▶ [WHAT YOU NEED TO DO]:
Only the lines below starting at the one that contains "Would you be able to tag the wooden handle" and ending at the one that contains "Would you be able to tag the crimped" are to be reproduced, exactly and with both ends kept.

▶ [SUPPLIED ENTRIES]:
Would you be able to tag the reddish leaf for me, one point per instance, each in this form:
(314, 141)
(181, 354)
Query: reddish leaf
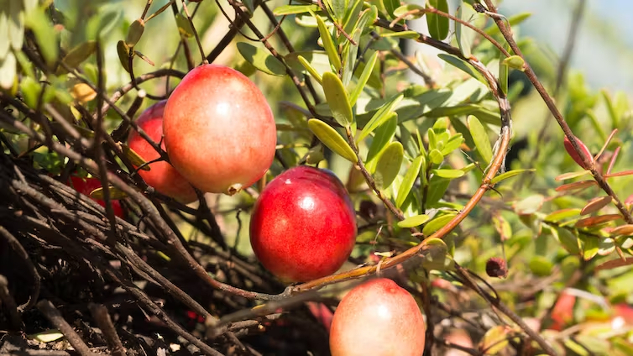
(596, 204)
(615, 264)
(596, 220)
(619, 174)
(570, 175)
(576, 185)
(577, 156)
(625, 230)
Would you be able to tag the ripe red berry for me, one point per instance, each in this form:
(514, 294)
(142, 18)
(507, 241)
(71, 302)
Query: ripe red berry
(378, 318)
(303, 225)
(219, 131)
(162, 176)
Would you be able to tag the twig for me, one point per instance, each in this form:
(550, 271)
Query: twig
(19, 250)
(9, 304)
(587, 162)
(52, 314)
(100, 314)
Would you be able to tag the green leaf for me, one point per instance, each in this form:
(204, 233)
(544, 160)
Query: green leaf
(437, 224)
(436, 156)
(562, 214)
(352, 17)
(410, 35)
(388, 165)
(328, 43)
(77, 55)
(184, 26)
(513, 20)
(379, 117)
(412, 11)
(437, 188)
(509, 174)
(480, 136)
(45, 35)
(135, 158)
(294, 9)
(453, 143)
(448, 173)
(504, 71)
(590, 248)
(391, 6)
(438, 25)
(362, 80)
(464, 34)
(541, 266)
(330, 138)
(261, 59)
(383, 136)
(515, 62)
(413, 221)
(106, 19)
(304, 62)
(336, 8)
(457, 62)
(8, 71)
(409, 180)
(336, 97)
(123, 53)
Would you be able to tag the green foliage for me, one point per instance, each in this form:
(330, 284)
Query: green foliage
(425, 148)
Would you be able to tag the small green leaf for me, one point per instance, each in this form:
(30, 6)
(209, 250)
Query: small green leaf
(465, 35)
(184, 26)
(123, 53)
(8, 71)
(409, 180)
(383, 136)
(362, 80)
(509, 174)
(457, 62)
(529, 205)
(304, 62)
(409, 11)
(515, 62)
(541, 266)
(437, 224)
(562, 214)
(480, 136)
(135, 32)
(328, 43)
(135, 158)
(45, 35)
(413, 221)
(436, 156)
(504, 71)
(379, 117)
(513, 20)
(261, 59)
(438, 25)
(410, 35)
(336, 97)
(330, 138)
(294, 9)
(590, 248)
(388, 165)
(448, 173)
(495, 340)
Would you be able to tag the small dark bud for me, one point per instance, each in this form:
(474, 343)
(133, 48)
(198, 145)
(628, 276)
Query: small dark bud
(497, 267)
(368, 209)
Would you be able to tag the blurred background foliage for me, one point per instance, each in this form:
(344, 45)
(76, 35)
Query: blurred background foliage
(512, 222)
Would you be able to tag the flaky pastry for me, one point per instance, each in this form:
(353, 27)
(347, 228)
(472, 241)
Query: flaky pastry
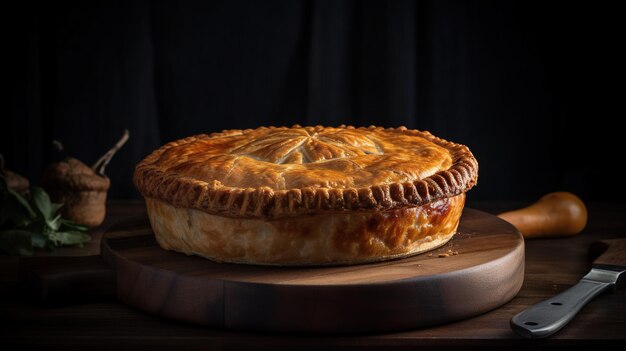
(306, 195)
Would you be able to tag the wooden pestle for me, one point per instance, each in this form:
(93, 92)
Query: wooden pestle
(558, 214)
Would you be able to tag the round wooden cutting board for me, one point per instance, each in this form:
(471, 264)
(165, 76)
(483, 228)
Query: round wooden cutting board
(401, 294)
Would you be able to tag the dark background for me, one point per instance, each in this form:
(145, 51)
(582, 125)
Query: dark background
(533, 88)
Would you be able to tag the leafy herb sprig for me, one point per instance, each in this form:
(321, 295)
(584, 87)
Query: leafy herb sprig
(29, 222)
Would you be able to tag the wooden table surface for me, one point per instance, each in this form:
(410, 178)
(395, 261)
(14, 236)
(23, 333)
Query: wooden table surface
(552, 265)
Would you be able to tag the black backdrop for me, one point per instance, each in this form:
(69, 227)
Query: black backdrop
(530, 87)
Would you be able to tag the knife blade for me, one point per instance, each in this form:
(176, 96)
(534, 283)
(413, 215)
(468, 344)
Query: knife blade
(549, 316)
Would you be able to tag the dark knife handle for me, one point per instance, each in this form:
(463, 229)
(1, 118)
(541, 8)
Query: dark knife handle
(549, 316)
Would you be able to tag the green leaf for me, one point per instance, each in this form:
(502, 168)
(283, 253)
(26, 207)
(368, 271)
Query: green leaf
(42, 202)
(68, 238)
(55, 208)
(54, 223)
(16, 242)
(66, 223)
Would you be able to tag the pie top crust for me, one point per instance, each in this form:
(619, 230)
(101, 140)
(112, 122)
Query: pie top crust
(272, 172)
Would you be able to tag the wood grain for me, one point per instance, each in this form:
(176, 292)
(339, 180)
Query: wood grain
(552, 266)
(394, 295)
(614, 253)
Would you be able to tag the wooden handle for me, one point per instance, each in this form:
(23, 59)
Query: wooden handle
(66, 280)
(558, 214)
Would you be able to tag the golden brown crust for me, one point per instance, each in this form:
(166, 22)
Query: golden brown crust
(320, 239)
(326, 170)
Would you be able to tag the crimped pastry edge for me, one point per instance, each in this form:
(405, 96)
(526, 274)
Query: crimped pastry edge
(263, 202)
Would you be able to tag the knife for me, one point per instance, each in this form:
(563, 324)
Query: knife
(549, 316)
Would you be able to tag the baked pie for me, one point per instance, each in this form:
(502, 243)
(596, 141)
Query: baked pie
(306, 195)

▶ [PROBLEM SOLUTION]:
Would you be able to tag the wooden handle for me, one point per instance, each in this form:
(23, 59)
Query: wooden handle
(66, 280)
(558, 214)
Would you be able to tag the golden brown crust for me, one point per instance, each in this form:
(166, 22)
Query: golden brown crust
(320, 239)
(326, 170)
Would you be able to tag the crimped pastry edge for me, one point per instance, each in this form:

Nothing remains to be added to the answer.